_REQUIREMENT 1_
Reproduce the passage of the SHARE advocates letter that opens with the words containing "We wanted to" and closes with "your options are.".
_REQUIREMENT 2_
Pick up the SHARE advocates' letter to survivors from its last sentence and keep writing it.

A Letter from SHARE Advocates

Dear Survivors,

We wanted to take a moment to acknowledge how difficult these last few days might have been for some of you. There has been a lot of public discourse regarding events that happened over the last fortnight, a lot of which has happened in ways that have been retraumatizing or triggering for many in our community. We want to make sure that you know that we, the SHARE advocates, are here for you: we want to talk to you, hold space for you to acknowledge and process thoughts and emotions that might be surfacing, help you find useful resources, and if relevant, help you figure out what your options are.

SHARE advocates are a group of students who have undergone extensive, professional training on trauma-informed, survivor-centered peer advocacy. We are certified confidential in the state of Oregon which means that we are legally not allowed to share any information about any conversation we have with you without your written permission. The only exception is if there is an immediate intent to physically harm others or if there is abuse of a child.

_DATA PROVIDED_

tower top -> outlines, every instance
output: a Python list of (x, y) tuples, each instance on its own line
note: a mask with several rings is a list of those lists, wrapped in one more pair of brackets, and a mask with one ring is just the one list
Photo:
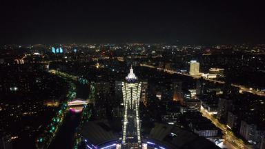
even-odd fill
[(133, 73), (133, 69), (132, 69), (132, 66), (130, 66), (130, 73), (126, 77), (126, 80), (136, 80), (136, 79), (137, 79), (137, 77), (136, 77), (135, 73)]

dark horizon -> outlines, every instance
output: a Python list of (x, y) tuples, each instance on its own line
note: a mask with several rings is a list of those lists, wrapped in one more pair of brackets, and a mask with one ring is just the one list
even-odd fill
[(264, 43), (262, 3), (3, 1), (0, 44)]

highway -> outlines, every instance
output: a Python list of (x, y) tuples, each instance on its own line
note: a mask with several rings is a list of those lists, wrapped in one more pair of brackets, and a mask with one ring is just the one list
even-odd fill
[(201, 107), (201, 112), (202, 116), (210, 119), (216, 127), (222, 130), (224, 134), (224, 143), (229, 148), (251, 148), (251, 146), (246, 144), (243, 140), (237, 137), (232, 131), (226, 126), (219, 122), (219, 121), (213, 117), (213, 115), (209, 113)]
[[(150, 65), (140, 64), (140, 66), (143, 66), (143, 67), (148, 67), (148, 68), (155, 68), (157, 70), (164, 70), (164, 72), (169, 73), (169, 74), (177, 74), (184, 75), (184, 76), (187, 76), (187, 77), (190, 77), (198, 78), (198, 77), (195, 77), (193, 76), (191, 76), (189, 74), (181, 73), (181, 72), (179, 72), (175, 71), (175, 70), (166, 70), (166, 69), (163, 69), (163, 68), (157, 68), (157, 67), (155, 67), (155, 66), (150, 66)], [(205, 77), (204, 77), (204, 79), (209, 81), (215, 82), (215, 83), (222, 83), (222, 84), (225, 83), (224, 81), (208, 79), (208, 78), (205, 78)], [(250, 93), (252, 93), (253, 95), (256, 95), (258, 96), (265, 97), (265, 92), (259, 91), (258, 90), (255, 90), (252, 88), (246, 88), (246, 86), (244, 86), (242, 85), (237, 85), (237, 84), (235, 84), (235, 83), (232, 83), (231, 86), (234, 86), (234, 87), (239, 88), (240, 93), (242, 93), (244, 92), (250, 92)]]

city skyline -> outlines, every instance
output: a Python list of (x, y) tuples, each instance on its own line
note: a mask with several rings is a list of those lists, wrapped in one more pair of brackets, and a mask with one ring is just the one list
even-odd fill
[(261, 2), (3, 1), (0, 43), (264, 43)]

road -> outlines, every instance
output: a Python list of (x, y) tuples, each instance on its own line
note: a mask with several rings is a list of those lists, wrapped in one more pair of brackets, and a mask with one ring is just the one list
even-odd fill
[(204, 108), (201, 107), (201, 112), (202, 116), (210, 119), (216, 127), (221, 129), (224, 134), (224, 144), (229, 148), (251, 148), (243, 140), (237, 137), (232, 131), (226, 126), (219, 122), (219, 121), (213, 117), (213, 115), (208, 113)]
[[(164, 72), (169, 73), (169, 74), (177, 74), (184, 75), (184, 76), (187, 76), (187, 77), (194, 77), (193, 76), (191, 76), (189, 74), (181, 73), (181, 72), (179, 72), (175, 71), (175, 70), (166, 70), (166, 69), (159, 68), (157, 68), (157, 67), (155, 67), (155, 66), (150, 66), (150, 65), (140, 64), (140, 66), (144, 66), (144, 67), (150, 68), (155, 68), (155, 69), (160, 70), (164, 70)], [(215, 82), (215, 83), (225, 83), (224, 81), (211, 79), (207, 79), (205, 77), (204, 77), (204, 79), (209, 81)], [(252, 93), (253, 95), (256, 95), (258, 96), (265, 97), (265, 92), (259, 91), (258, 90), (255, 90), (253, 88), (246, 88), (246, 86), (244, 86), (242, 85), (237, 85), (235, 83), (232, 83), (231, 86), (234, 86), (234, 87), (239, 88), (240, 93), (244, 92), (250, 92), (250, 93)]]

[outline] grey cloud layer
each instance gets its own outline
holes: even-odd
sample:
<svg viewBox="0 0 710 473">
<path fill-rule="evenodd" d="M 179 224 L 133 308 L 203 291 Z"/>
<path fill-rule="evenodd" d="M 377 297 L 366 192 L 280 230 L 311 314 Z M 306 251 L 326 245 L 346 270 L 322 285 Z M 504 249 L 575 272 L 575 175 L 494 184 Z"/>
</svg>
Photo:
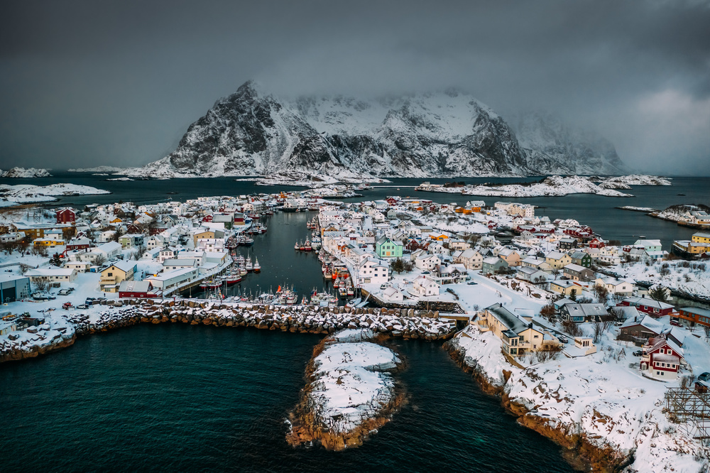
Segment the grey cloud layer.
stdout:
<svg viewBox="0 0 710 473">
<path fill-rule="evenodd" d="M 0 168 L 147 163 L 251 78 L 284 94 L 454 85 L 504 116 L 544 107 L 595 126 L 642 170 L 710 164 L 708 2 L 48 1 L 0 11 Z"/>
</svg>

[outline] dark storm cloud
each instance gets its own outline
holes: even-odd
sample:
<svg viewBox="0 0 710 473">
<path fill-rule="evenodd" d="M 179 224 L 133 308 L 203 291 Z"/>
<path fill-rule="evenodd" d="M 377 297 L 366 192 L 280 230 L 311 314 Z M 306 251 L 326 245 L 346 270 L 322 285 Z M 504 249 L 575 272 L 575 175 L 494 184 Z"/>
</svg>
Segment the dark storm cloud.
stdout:
<svg viewBox="0 0 710 473">
<path fill-rule="evenodd" d="M 503 115 L 544 107 L 596 127 L 642 170 L 710 164 L 708 2 L 16 1 L 0 11 L 0 168 L 157 159 L 252 78 L 289 95 L 454 85 Z"/>
</svg>

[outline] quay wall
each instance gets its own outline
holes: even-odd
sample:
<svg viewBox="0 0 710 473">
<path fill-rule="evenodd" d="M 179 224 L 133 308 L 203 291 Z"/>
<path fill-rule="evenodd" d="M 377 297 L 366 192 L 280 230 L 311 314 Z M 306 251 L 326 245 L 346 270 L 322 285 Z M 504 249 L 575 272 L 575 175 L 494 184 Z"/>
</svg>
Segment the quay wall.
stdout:
<svg viewBox="0 0 710 473">
<path fill-rule="evenodd" d="M 321 308 L 314 305 L 230 304 L 184 299 L 124 300 L 123 307 L 106 305 L 92 317 L 77 311 L 68 317 L 77 335 L 85 335 L 139 323 L 186 323 L 192 325 L 244 327 L 293 333 L 332 334 L 342 329 L 368 328 L 376 334 L 405 339 L 444 340 L 453 336 L 456 322 L 439 319 L 432 311 L 413 309 Z M 36 357 L 69 346 L 56 344 L 34 349 L 31 347 L 4 346 L 0 362 Z"/>
</svg>

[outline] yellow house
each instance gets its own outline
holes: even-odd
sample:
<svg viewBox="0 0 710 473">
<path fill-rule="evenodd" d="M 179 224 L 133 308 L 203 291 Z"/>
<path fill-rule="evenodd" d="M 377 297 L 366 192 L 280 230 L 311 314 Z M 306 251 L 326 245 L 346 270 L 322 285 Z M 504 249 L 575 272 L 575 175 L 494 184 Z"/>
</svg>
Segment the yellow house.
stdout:
<svg viewBox="0 0 710 473">
<path fill-rule="evenodd" d="M 550 251 L 545 257 L 545 262 L 553 269 L 562 269 L 572 262 L 572 256 L 567 253 Z"/>
<path fill-rule="evenodd" d="M 510 356 L 520 357 L 542 348 L 544 334 L 500 303 L 486 308 L 479 325 L 482 331 L 490 330 L 503 340 L 503 349 Z"/>
<path fill-rule="evenodd" d="M 136 265 L 128 261 L 119 261 L 101 272 L 99 285 L 105 293 L 116 293 L 121 282 L 133 279 Z"/>
<path fill-rule="evenodd" d="M 38 238 L 32 242 L 36 248 L 40 246 L 49 246 L 53 248 L 54 246 L 61 246 L 65 244 L 64 240 L 55 240 L 51 238 Z"/>
<path fill-rule="evenodd" d="M 550 289 L 553 293 L 572 295 L 573 293 L 579 295 L 584 288 L 577 281 L 569 279 L 558 279 L 550 283 Z"/>
<path fill-rule="evenodd" d="M 694 243 L 710 243 L 710 233 L 705 233 L 704 232 L 694 233 L 691 237 L 691 240 Z"/>
<path fill-rule="evenodd" d="M 192 234 L 192 239 L 195 241 L 195 246 L 197 246 L 197 240 L 201 238 L 214 238 L 214 230 L 204 230 Z"/>
</svg>

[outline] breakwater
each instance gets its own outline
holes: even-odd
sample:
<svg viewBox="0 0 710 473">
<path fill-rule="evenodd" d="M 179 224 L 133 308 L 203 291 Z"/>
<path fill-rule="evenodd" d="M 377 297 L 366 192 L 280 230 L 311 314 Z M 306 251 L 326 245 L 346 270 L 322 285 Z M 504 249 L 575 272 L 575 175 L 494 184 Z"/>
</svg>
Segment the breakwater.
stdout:
<svg viewBox="0 0 710 473">
<path fill-rule="evenodd" d="M 391 337 L 425 340 L 447 339 L 456 330 L 455 322 L 439 319 L 437 312 L 413 309 L 227 304 L 187 300 L 124 300 L 122 307 L 105 307 L 99 312 L 75 312 L 66 320 L 77 335 L 140 323 L 186 323 L 323 335 L 347 328 L 369 329 Z M 41 346 L 36 349 L 32 339 L 3 346 L 0 362 L 69 346 L 73 337 L 71 342 L 61 337 L 54 341 L 56 343 L 43 339 Z"/>
</svg>

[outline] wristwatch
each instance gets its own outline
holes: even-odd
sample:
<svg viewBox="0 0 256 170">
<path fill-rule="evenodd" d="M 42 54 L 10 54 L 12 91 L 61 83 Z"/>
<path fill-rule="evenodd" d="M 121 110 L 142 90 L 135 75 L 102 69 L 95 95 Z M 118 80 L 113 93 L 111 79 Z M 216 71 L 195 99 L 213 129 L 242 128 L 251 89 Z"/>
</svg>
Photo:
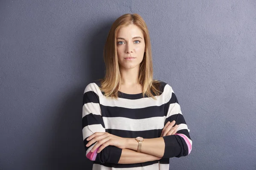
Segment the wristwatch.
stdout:
<svg viewBox="0 0 256 170">
<path fill-rule="evenodd" d="M 135 138 L 135 140 L 138 141 L 138 142 L 139 143 L 137 151 L 140 152 L 140 150 L 141 149 L 141 145 L 142 144 L 142 142 L 144 141 L 144 139 L 142 137 L 137 137 L 136 138 Z"/>
</svg>

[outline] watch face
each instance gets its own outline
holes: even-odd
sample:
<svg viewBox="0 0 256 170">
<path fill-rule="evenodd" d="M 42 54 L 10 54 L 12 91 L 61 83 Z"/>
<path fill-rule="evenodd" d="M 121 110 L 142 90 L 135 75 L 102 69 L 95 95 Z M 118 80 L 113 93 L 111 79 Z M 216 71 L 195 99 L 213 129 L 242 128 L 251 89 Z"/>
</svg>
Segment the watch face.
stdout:
<svg viewBox="0 0 256 170">
<path fill-rule="evenodd" d="M 137 137 L 136 139 L 137 139 L 137 140 L 140 141 L 142 141 L 144 140 L 144 139 L 142 137 Z"/>
</svg>

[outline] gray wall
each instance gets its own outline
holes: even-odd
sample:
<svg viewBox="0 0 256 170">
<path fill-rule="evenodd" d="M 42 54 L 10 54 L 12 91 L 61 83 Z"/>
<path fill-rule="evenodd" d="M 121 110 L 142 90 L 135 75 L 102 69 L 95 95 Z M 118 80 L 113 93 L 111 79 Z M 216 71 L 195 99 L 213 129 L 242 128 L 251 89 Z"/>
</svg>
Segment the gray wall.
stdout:
<svg viewBox="0 0 256 170">
<path fill-rule="evenodd" d="M 104 76 L 112 23 L 138 13 L 154 78 L 171 85 L 193 146 L 170 169 L 256 169 L 256 1 L 0 1 L 0 169 L 90 169 L 82 96 Z"/>
</svg>

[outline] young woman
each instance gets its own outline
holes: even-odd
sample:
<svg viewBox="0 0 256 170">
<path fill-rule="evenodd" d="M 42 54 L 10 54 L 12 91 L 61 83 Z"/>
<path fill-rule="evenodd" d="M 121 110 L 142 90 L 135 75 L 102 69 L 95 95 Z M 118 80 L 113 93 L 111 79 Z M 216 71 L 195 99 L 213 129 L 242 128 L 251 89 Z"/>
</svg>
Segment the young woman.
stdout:
<svg viewBox="0 0 256 170">
<path fill-rule="evenodd" d="M 89 84 L 83 96 L 93 170 L 169 170 L 169 159 L 189 154 L 192 141 L 172 88 L 153 79 L 148 31 L 139 15 L 113 23 L 104 58 L 104 78 Z"/>
</svg>

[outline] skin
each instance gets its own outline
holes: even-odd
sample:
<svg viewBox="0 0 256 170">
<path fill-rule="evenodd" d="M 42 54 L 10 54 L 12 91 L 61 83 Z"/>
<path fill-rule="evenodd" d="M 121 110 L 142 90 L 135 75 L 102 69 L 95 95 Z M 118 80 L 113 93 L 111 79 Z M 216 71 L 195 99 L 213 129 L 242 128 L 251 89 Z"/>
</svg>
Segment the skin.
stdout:
<svg viewBox="0 0 256 170">
<path fill-rule="evenodd" d="M 145 51 L 145 42 L 142 30 L 137 26 L 130 25 L 120 28 L 116 36 L 118 63 L 121 75 L 121 86 L 119 90 L 128 94 L 142 93 L 141 85 L 138 83 L 140 65 Z M 136 59 L 128 61 L 125 57 L 134 57 Z M 134 138 L 122 138 L 107 132 L 96 132 L 87 139 L 90 141 L 86 146 L 90 147 L 97 142 L 91 151 L 100 147 L 100 152 L 109 145 L 122 149 L 118 163 L 131 164 L 159 160 L 163 154 L 164 142 L 163 136 L 175 134 L 177 126 L 173 127 L 175 121 L 169 122 L 164 126 L 160 138 L 145 139 L 141 152 L 137 151 L 138 142 Z"/>
<path fill-rule="evenodd" d="M 116 36 L 118 63 L 121 75 L 119 91 L 129 94 L 142 92 L 138 83 L 140 65 L 145 52 L 145 42 L 142 30 L 137 26 L 130 25 L 120 28 Z M 125 57 L 134 57 L 132 61 Z"/>
</svg>

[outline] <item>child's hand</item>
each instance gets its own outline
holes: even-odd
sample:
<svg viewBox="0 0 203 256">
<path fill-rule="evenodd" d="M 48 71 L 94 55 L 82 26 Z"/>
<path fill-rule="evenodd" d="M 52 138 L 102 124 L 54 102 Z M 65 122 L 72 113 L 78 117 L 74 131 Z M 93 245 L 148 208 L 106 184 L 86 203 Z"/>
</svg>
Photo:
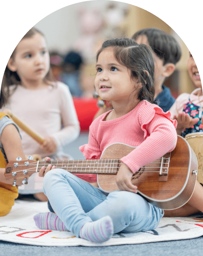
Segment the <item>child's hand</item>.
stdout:
<svg viewBox="0 0 203 256">
<path fill-rule="evenodd" d="M 50 157 L 46 157 L 44 158 L 44 160 L 45 161 L 50 161 L 51 158 Z M 48 172 L 49 171 L 50 171 L 50 170 L 52 170 L 52 169 L 55 169 L 55 168 L 56 167 L 55 165 L 53 166 L 52 167 L 51 165 L 49 165 L 45 171 L 45 166 L 42 166 L 39 172 L 39 176 L 40 177 L 44 177 L 45 174 L 47 172 Z"/>
<path fill-rule="evenodd" d="M 57 148 L 57 146 L 52 137 L 48 136 L 44 139 L 43 144 L 40 146 L 42 149 L 49 154 L 53 154 Z"/>
<path fill-rule="evenodd" d="M 133 185 L 131 182 L 132 175 L 130 169 L 122 163 L 116 175 L 116 184 L 120 190 L 137 193 L 136 190 L 137 187 Z"/>
<path fill-rule="evenodd" d="M 180 132 L 181 133 L 182 130 L 185 128 L 190 128 L 199 120 L 198 118 L 193 118 L 189 116 L 189 114 L 186 114 L 185 112 L 179 114 L 178 116 L 175 115 L 174 119 L 177 120 L 178 123 L 176 130 L 178 134 Z"/>
</svg>

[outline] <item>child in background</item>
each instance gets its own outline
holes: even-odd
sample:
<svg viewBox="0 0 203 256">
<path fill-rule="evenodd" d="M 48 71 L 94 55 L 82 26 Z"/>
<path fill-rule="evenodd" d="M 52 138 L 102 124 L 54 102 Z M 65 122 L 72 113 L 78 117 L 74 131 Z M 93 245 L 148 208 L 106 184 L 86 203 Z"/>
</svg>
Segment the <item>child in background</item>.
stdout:
<svg viewBox="0 0 203 256">
<path fill-rule="evenodd" d="M 3 91 L 1 90 L 0 108 L 5 103 Z M 12 186 L 13 180 L 6 180 L 5 167 L 9 161 L 17 157 L 25 160 L 18 126 L 3 113 L 0 113 L 0 217 L 8 214 L 18 196 L 17 186 Z M 19 178 L 16 185 L 22 185 L 24 178 Z"/>
<path fill-rule="evenodd" d="M 202 86 L 197 67 L 190 52 L 187 70 L 197 88 L 190 94 L 179 95 L 170 109 L 172 116 L 178 122 L 177 133 L 184 137 L 188 133 L 203 132 Z"/>
<path fill-rule="evenodd" d="M 81 55 L 70 51 L 65 56 L 62 64 L 61 80 L 68 86 L 72 95 L 76 97 L 80 97 L 83 93 L 80 81 L 80 69 L 83 63 Z"/>
<path fill-rule="evenodd" d="M 96 91 L 111 101 L 113 109 L 93 121 L 88 143 L 80 149 L 87 159 L 98 159 L 114 143 L 137 147 L 121 159 L 116 176 L 120 191 L 108 194 L 67 171 L 47 167 L 44 172 L 44 167 L 40 172 L 45 173 L 44 192 L 55 214 L 39 213 L 34 218 L 39 228 L 69 230 L 77 237 L 101 243 L 120 231 L 157 227 L 163 210 L 138 195 L 131 178 L 141 167 L 173 150 L 177 135 L 176 121 L 153 104 L 154 66 L 148 47 L 127 38 L 108 40 L 96 61 Z"/>
<path fill-rule="evenodd" d="M 1 89 L 8 100 L 4 109 L 9 109 L 45 137 L 40 145 L 21 130 L 25 155 L 37 154 L 43 158 L 48 155 L 53 159 L 63 159 L 64 156 L 70 156 L 63 153 L 62 146 L 77 138 L 80 127 L 68 88 L 53 79 L 50 65 L 44 35 L 32 28 L 21 40 L 9 59 Z M 25 190 L 19 189 L 19 193 L 35 194 L 36 198 L 47 200 L 42 181 L 39 180 L 38 176 L 32 175 L 28 184 L 23 185 Z M 42 187 L 39 187 L 41 184 Z"/>
<path fill-rule="evenodd" d="M 58 51 L 53 51 L 49 52 L 50 67 L 54 78 L 61 81 L 61 76 L 62 71 L 62 63 L 63 58 Z"/>
<path fill-rule="evenodd" d="M 173 73 L 175 65 L 181 56 L 181 49 L 176 39 L 170 35 L 157 28 L 149 28 L 140 30 L 132 37 L 137 43 L 149 45 L 153 51 L 155 65 L 154 101 L 166 112 L 175 102 L 170 90 L 163 83 L 165 79 Z M 101 108 L 94 119 L 112 109 L 107 103 L 104 109 Z"/>
<path fill-rule="evenodd" d="M 173 37 L 158 28 L 140 30 L 132 38 L 138 43 L 149 45 L 152 49 L 155 67 L 154 100 L 166 112 L 175 99 L 163 83 L 173 73 L 175 65 L 180 59 L 180 47 Z"/>
</svg>

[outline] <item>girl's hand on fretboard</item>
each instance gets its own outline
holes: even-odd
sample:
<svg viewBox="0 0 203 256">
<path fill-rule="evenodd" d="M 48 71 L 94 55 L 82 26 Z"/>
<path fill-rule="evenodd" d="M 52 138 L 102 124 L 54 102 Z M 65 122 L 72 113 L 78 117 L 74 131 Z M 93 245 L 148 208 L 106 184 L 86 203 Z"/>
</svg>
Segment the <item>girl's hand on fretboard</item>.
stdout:
<svg viewBox="0 0 203 256">
<path fill-rule="evenodd" d="M 46 157 L 44 158 L 44 160 L 45 161 L 50 161 L 51 158 L 50 157 Z M 55 169 L 56 168 L 56 167 L 55 165 L 53 165 L 53 166 L 51 166 L 51 165 L 49 165 L 47 167 L 46 170 L 45 169 L 45 166 L 42 166 L 42 168 L 40 169 L 40 170 L 39 172 L 39 176 L 40 177 L 44 177 L 45 174 L 47 173 L 47 172 L 50 171 L 50 170 L 52 169 Z"/>
</svg>

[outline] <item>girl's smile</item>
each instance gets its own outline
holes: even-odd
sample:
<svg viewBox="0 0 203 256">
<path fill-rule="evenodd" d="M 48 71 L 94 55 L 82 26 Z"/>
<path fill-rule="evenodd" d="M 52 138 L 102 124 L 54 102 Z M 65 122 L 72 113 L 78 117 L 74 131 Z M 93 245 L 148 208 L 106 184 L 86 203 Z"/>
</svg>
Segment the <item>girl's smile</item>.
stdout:
<svg viewBox="0 0 203 256">
<path fill-rule="evenodd" d="M 131 71 L 116 59 L 113 48 L 108 48 L 100 53 L 96 68 L 95 85 L 102 99 L 128 103 L 129 97 L 137 84 L 131 79 Z"/>
<path fill-rule="evenodd" d="M 191 80 L 197 87 L 202 87 L 201 79 L 197 67 L 190 52 L 187 62 L 187 70 Z"/>
</svg>

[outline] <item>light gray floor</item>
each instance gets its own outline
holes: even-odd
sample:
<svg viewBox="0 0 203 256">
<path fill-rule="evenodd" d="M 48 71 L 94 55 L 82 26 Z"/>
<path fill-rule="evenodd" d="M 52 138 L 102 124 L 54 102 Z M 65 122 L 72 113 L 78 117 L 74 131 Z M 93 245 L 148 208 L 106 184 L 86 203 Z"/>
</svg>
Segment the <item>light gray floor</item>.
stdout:
<svg viewBox="0 0 203 256">
<path fill-rule="evenodd" d="M 88 143 L 88 136 L 87 133 L 81 133 L 75 141 L 64 148 L 65 153 L 75 159 L 85 159 L 79 147 Z M 0 241 L 0 256 L 202 256 L 203 245 L 203 236 L 193 239 L 104 247 L 48 247 Z"/>
<path fill-rule="evenodd" d="M 75 141 L 63 147 L 64 153 L 70 155 L 75 160 L 85 159 L 83 154 L 79 149 L 79 147 L 88 143 L 88 132 L 81 132 Z"/>
</svg>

_TASK RESULT 1_
We wanted to take a moment to acknowledge how difficult these last few days might have been for some of you. There has been a lot of public discourse regarding events that happened over the last fortnight, a lot of which has happened in ways that have been retraumatizing or triggering for many in our community. We want to make sure that you know that we, the SHARE advocates, are here for you: we want to talk to you, hold space for you to acknowledge and process thoughts and emotions that might be surfacing, help you find useful resources, and if relevant, help you figure out what your options are.

_TASK RESULT 2_
An important part of this confidentiality is that you have complete control over your story. We do not make reports to the college. What we talk about will stay entirely between us. We have witnessed with dismay the way in which some of our peers’ stories have been publicly discussed over the last week. We have witnessed with dismay how they have not been given control over their stories and how misinformation and gossip have infiltrated the discussions. We recognize that seeing this can be very taxing and retraumatizing for many of us. Please know that if you need someone to talk to, someone to listen to you, we are here for you as a safe, confidential resource. 

The events of the last week and the narratives that have emerged have also made it appear as if the college does not support survivors. Having helped many students through the various campus processes, we want to acknowledge that there are a multitude of ways in which we think that the college falls short or fails to support survivors. These are conversations we often end up having with administrators, faculty members and the student senate, to try and bring about the changes that would help improve Reed’s policies. While we continue to try and change some of these policies, we want you to know that there are options, resources and processes that Reed offers that do a good job of supporting survivors needs, privacy and requests. As advocates, we are happy to have conversations with you about the various options and the benefits and possible pitfalls of each. Rather than providing advice and opinions on what you should or should not be doing, we will try to work with you to empower you to make informed choices from the range of options available. The best option for each individual differs based on their situation and their needs.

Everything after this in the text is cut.